§ SOURCE EXCERPT:
┌──

Sorry if it was unclear.

2\. I don't think app.net is a success yet. I'm not sure it can be. I don't
think users want to pay for access to Twitter or Facebook, but I do think
there is a place for charging developers for access to a social API.

3\. I guess I figured Facebook's first earnings report as a public company
would be common knowledge on a site like Hacker News. Here's an article that
breaks Facebook down post-IPO:
[http://www.msnbc.msn.com/id/48770049/ns/business-
us_business...](http://www.msnbc.msn.com/id/48770049/ns/business-
us_business/#.UDlBXBQR9Hc) From the article:

 _In its first earnings report as a public company, Facebook says revenue grew
32 percent to $1.18 billion in the second quarter, slightly above analyst
expectations. It had a net loss of 8 cents per share, mainly due to stock
compensation expenses following its IPO. Adjusted earnings of 12 cents per
share matched Wall Street's expectations. Investors weren't impressed, though,
and its stock fell in trading._

For a company with growth and expectations like Facebook - something that's
supposed to be as formidable or more so than Google - this couldn't be seen as
anything but a disappointment.

------
MattRogish
"However, I’m convinced Mark Zuckerberg already had it figured out, but he
stopped short and hired an advertising incumbent to deal with the problem
while he went off to an ashram in India."

I think this puts wayy too much responsibility on Sandberg's shoulders. It's
not like Zuckerberg was on a sabbatical for a year and came back to see
everything changed. If he disagreed with Sandberg then he was in every
position to make a different decision. He didn't. If there is "blame" to be
assigned (I'm not convinced there is), it sits squarely on Zuckerberg's
shoulders.

└──

§ EXTRACTED RECORDS:
┌──

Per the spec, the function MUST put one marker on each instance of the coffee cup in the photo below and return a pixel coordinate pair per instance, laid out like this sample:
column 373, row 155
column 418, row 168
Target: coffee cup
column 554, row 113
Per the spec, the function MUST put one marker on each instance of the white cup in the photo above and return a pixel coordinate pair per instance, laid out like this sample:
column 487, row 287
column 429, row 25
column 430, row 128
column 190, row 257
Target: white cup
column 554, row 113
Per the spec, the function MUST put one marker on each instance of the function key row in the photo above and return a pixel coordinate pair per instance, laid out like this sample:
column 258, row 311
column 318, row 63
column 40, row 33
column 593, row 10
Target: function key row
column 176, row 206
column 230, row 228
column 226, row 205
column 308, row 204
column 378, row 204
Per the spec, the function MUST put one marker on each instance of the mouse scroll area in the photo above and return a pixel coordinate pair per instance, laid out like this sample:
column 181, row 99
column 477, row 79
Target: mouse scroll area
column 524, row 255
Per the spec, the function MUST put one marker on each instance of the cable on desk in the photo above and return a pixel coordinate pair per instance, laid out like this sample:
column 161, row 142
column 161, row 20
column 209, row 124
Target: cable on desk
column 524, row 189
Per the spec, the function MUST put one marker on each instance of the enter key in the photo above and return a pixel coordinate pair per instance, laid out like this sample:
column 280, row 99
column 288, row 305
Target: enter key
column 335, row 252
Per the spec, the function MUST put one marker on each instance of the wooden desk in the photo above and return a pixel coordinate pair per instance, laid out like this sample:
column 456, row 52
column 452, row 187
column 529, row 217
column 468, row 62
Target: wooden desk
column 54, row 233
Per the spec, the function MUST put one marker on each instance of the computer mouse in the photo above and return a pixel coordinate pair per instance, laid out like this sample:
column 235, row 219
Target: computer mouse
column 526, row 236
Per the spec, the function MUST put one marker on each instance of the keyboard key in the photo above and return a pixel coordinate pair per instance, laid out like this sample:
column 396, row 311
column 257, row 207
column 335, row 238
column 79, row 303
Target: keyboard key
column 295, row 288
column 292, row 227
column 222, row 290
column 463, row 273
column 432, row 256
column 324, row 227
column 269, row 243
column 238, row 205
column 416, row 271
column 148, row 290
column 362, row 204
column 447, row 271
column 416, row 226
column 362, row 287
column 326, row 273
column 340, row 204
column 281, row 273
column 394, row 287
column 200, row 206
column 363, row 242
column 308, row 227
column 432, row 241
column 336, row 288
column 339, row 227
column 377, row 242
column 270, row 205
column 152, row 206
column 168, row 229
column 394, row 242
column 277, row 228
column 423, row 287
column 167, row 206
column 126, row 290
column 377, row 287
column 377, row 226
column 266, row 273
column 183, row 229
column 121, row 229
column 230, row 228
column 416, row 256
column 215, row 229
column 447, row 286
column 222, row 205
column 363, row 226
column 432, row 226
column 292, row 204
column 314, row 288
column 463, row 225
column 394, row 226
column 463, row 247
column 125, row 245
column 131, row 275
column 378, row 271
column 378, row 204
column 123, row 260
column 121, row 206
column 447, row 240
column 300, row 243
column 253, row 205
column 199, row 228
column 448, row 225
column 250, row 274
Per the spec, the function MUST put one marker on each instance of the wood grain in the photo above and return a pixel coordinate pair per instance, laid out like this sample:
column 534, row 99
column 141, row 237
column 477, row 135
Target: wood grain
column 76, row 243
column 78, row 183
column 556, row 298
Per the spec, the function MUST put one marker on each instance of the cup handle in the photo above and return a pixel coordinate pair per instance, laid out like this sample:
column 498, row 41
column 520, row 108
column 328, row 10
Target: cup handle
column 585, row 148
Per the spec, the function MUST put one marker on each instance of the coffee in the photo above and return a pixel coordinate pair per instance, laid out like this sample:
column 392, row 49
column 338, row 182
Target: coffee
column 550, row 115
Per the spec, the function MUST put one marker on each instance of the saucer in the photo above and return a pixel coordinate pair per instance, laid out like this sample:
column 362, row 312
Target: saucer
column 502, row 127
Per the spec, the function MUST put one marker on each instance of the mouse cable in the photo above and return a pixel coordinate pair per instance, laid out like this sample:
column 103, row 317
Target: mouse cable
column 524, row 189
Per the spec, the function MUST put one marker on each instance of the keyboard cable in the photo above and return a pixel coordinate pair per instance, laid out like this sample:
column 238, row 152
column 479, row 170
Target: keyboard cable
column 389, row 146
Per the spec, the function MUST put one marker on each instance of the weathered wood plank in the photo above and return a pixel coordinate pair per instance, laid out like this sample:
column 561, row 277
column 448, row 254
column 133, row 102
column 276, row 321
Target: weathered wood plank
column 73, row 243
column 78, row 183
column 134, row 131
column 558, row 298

└──

§ REQUIRED TASK 1:
From the forum discussion about Facebook, list every numerical figure in the quoted article passage on Facebook's first earnings report. Give each figure with what it measures.
§ REQUIRED TASK 2:
Continue the forum discussion about Facebook, starting after its last sentence.

§ WRITTEN RESPONSE 1:
- 32 percent: revenue growth
- $1.18 billion: second-quarter revenue
- 8 cents per share: net loss
- 12 cents per share: adjusted earnings

§ WRITTEN RESPONSE 2:
------
lukeschlather
>“So why were photos and events so good?” he asked. “It was because despite
all their shortcomings they had one thing no one else had. And that was
integration with the social graph.”

You know, it's funny. The social graph is helpful, it means I can restrict who
can see my photos. On the other hand, most of the photos I choose to share I'd
be happy to have on the public Internet. I mainly keep them on Facebook so I
don't have to pay for bandwidth or manage anything.

Honestly, though, if someone could provide the UI Facebook provided a few
years ago (clean, uncluttered, with a good tagging mechanism) I would pay for
it. I would have paid Facebook $5-10 a month if they had quit iterating a few
years ago and focused on reliability and having a very clear privacy model
that doesn't get broken by data model changes.

They should really adopt the Github model, with privacy being something you
pay for. They might have to grandfather in some data, but they could stand to
make a ton of money this way and restore customer trust.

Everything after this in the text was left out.